- [The input]
▼
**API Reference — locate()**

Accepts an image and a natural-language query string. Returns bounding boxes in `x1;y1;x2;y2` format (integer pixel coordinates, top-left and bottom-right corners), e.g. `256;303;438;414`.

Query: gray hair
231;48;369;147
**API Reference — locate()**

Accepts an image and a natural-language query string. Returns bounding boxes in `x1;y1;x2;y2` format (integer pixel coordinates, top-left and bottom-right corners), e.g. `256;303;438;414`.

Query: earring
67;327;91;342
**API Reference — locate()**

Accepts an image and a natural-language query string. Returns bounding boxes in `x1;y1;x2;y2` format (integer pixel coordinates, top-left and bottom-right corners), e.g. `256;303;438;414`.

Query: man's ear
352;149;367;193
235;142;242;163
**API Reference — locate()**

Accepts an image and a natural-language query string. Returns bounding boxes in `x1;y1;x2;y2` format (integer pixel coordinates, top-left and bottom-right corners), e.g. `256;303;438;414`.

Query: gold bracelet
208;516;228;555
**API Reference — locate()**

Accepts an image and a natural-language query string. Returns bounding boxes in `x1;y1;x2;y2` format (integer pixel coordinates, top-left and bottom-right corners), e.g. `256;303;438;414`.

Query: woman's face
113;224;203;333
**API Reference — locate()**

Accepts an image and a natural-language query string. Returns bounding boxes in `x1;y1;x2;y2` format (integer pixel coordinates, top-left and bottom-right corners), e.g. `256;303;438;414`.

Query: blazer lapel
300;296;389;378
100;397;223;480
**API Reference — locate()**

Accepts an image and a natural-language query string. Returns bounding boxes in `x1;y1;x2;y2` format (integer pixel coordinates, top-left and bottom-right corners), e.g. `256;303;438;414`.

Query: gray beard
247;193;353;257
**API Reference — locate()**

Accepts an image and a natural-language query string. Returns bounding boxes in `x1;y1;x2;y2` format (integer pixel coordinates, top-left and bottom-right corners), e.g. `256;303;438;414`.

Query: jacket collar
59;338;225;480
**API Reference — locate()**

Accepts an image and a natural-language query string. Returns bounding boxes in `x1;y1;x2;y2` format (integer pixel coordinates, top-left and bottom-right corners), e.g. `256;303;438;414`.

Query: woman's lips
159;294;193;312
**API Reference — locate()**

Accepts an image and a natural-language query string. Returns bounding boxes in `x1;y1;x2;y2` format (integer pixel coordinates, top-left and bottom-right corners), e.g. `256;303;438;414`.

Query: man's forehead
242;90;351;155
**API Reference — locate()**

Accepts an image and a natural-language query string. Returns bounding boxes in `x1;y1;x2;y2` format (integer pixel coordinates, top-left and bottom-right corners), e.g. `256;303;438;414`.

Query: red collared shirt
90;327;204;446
▲
- [Task instructions]
Emit the records above again, exactly, with no line skipped.

- [Complete response]
**API Reference — locate()**

Accepts an image and a natural-language query string. Returns bounding boxes in `x1;y1;x2;y2` format (integer pixel coordinates, top-left and bottom-right corners), e.g. `256;303;438;414`.

Query: gray hair
231;48;369;147
**API Reference — locate()**

Accepts an image and a natural-language query string. Returns bounding boxes in `x1;y1;x2;y2` format (integer pixel coordinates, top-left and bottom-right corners), e.g. `256;303;438;414`.

Query: earring
67;327;91;342
**API Reference — locate()**

Accepts an image and a natural-language query string. Returns bounding boxes in `x1;y1;x2;y2` format (integer pixel coordinates, top-left and bottom-right corners), e.g. `256;303;438;414`.

Query: man's ear
352;149;367;193
235;142;242;163
**API Reference — locate()**

Accepts an image and a natural-language query string. Returns bounding boxes in `x1;y1;x2;y2` format (integer pixel coordinates, top-left and bottom-right corners), e.g. `256;303;438;414`.

Query: gold bracelet
208;516;228;555
**API Reference — locate()**

Accepts an image and a natural-language query string. Returns bounding boxes in `x1;y1;x2;y2` format (integer pixel coordinates, top-left and bottom-right corners), e.g. `256;303;438;414`.

Query: woman's face
113;224;203;333
**API Reference — locate()**

Accepts an image and a natural-language query string. Returns bounding boxes in `x1;y1;x2;y2` format (integer pixel coordinates, top-left and bottom-right corners), e.g. `256;303;438;414`.

Query: blazer lapel
300;296;389;378
100;397;223;480
**API Reference — locate()**

Accepts an image and a natural-language query string. Returns bounding boxes in `x1;y1;x2;y2` format (integer pixel coordinates, top-left and bottom-right corners), e.g. `256;303;438;414`.

Query: gray beard
247;193;353;257
**API Reference — locate()**

Accepts an image and a natural-language query string. Returns bounding boxes in `x1;y1;x2;y2` format (integer pixel coordinates, top-left and bottom-right corners), e.g. `256;303;438;414`.

Query: jacket collar
59;338;225;480
**API Reference — locate()**

Accepts an image and a natural-language query string. Returns bounding boxes in `x1;y1;x2;y2` format (integer pixel coordinates, top-left and bottom-right corners), e.g. `256;303;438;414`.

Query: woman's lips
159;294;193;312
**API Reference — locate()**

Accepts an image and a natural-language query string. Returns bounding boxes in `x1;y1;x2;y2` format (integer pixel coordinates, top-left and bottom-right corners), e.g. `256;303;438;414`.

Query: man's forehead
242;90;351;155
**API Reference — locate()**

Accepts an image and a natural-language query string. Returns bounding boxes in `x1;y1;x2;y2` format (integer pixel coordinates, top-left and bottom-right corners), e.g. `256;303;438;414`.

Query: red collared shirt
90;327;204;446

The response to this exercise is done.